Wat wordt gevraagd: Neem uit de tekst over Bach het stuk van "Er is veel over" tot en met "dit opzicht reuzenstappen." opnieuw over, waarbij je "vernieuwer" vervangt door "pionier".

Aangeleverde tekst:
Er is veel over geschreven: dat Bach geen echte vernieuwer was, maar meer een componist die verschillende stijlen van voorgangers en tijdgenoten als geen ander wist samen te vatten, op een wijze die alle andere componisten vóór en ná hem in de schaduw stelde. Dat trof óók Buxtehude, óók Pachelbel, óok Böhm naast zoveel anderen. Het heeft een enorm arsenaal aan onder meer fantasieën, preludes, toccata's, fuga's, pastorella's, (trio)sonates, concerti (naar Vivaldi), partita's en koraalvoorspelen - met inbegrip van Orgelbüchlein en Clavierübung - opgeleverd, zowel op seculier als kerkelijk gebied. En dan is er die eveneens onvergelijkelijke Passacaglia in c, BWV 582, die als ‘model' van ongeëvenaarde creativiteit en schoonheid getuigt. De contrasten ook ten aanzien van het orgelgenre rijk en groot: Bach zette ook in dit opzicht reuzenstappen.

Tussen twee werelden
Het is niet eenvoudig om in de Bach-vertolkingen door de jaren heen een specifieke tijdlijn te hanteren met daarin een duidelijk onderscheid tussen de romantisch getinte en de meer ‘objectieve' (‘nuchter' is hier zeker niet het juiste woord) stijl. Het wezen ervan is dat ze vrij gemakkelijk door elkaar heen lopen; en zeker naarmate de tijd voortschrijdt.

Fragmenten uit gegevens voor het labelen van locaties:
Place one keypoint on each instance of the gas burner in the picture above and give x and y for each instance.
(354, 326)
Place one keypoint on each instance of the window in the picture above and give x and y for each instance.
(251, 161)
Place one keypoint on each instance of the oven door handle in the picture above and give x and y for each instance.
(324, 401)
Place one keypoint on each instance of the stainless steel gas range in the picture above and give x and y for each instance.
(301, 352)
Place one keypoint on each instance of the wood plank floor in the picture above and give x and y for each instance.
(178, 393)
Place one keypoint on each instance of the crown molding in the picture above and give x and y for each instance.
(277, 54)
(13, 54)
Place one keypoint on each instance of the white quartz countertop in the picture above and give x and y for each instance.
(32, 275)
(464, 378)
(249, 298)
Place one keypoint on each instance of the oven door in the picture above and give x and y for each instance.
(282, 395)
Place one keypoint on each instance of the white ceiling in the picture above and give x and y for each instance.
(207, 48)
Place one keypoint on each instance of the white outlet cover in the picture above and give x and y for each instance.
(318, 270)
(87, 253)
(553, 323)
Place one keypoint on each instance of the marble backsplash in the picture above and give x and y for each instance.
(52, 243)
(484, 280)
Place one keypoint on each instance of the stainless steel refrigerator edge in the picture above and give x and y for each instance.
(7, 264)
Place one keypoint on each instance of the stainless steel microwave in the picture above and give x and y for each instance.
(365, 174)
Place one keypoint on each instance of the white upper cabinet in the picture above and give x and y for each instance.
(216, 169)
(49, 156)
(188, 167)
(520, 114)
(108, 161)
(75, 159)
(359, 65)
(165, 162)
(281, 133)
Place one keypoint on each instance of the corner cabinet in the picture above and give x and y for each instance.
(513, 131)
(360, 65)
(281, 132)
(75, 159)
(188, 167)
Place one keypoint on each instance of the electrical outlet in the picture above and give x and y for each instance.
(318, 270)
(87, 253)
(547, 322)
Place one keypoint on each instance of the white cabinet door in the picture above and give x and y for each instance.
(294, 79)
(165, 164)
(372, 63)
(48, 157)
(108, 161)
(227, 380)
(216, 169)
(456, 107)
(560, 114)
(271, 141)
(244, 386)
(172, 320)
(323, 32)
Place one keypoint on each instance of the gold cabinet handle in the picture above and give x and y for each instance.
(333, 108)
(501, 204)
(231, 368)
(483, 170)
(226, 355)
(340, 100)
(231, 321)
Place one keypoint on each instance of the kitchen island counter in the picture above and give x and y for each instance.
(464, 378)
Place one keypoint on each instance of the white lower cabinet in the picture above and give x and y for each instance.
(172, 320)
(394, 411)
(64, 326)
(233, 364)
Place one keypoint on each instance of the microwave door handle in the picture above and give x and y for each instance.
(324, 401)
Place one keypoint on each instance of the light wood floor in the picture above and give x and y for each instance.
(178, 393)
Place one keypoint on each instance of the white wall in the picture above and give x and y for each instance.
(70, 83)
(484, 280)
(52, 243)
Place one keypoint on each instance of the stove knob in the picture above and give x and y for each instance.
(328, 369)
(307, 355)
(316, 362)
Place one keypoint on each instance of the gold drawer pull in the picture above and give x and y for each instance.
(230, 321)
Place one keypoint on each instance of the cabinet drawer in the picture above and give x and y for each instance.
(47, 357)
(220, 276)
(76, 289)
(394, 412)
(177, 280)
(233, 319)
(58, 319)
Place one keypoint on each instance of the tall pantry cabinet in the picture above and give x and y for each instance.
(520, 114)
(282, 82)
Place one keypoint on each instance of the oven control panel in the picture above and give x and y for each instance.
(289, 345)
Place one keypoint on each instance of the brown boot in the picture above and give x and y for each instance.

Resultaat oefening:
Er is veel over geschreven: dat Bach geen echte pionier was, maar meer een componist die verschillende stijlen van voorgangers en tijdgenoten als geen ander wist samen te vatten, op een wijze die alle andere componisten vóór en ná hem in de schaduw stelde. Dat trof óók Buxtehude, óók Pachelbel, óok Böhm naast zoveel anderen. Het heeft een enorm arsenaal aan onder meer fantasieën, preludes, toccata's, fuga's, pastorella's, (trio)sonates, concerti (naar Vivaldi), partita's en koraalvoorspelen - met inbegrip van Orgelbüchlein en Clavierübung - opgeleverd, zowel op seculier als kerkelijk gebied. En dan is er die eveneens onvergelijkelijke Passacaglia in c, BWV 582, die als ‘model' van ongeëvenaarde creativiteit en schoonheid getuigt. De contrasten ook ten aanzien van het orgelgenre rijk en groot: Bach zette ook in dit opzicht reuzenstappen.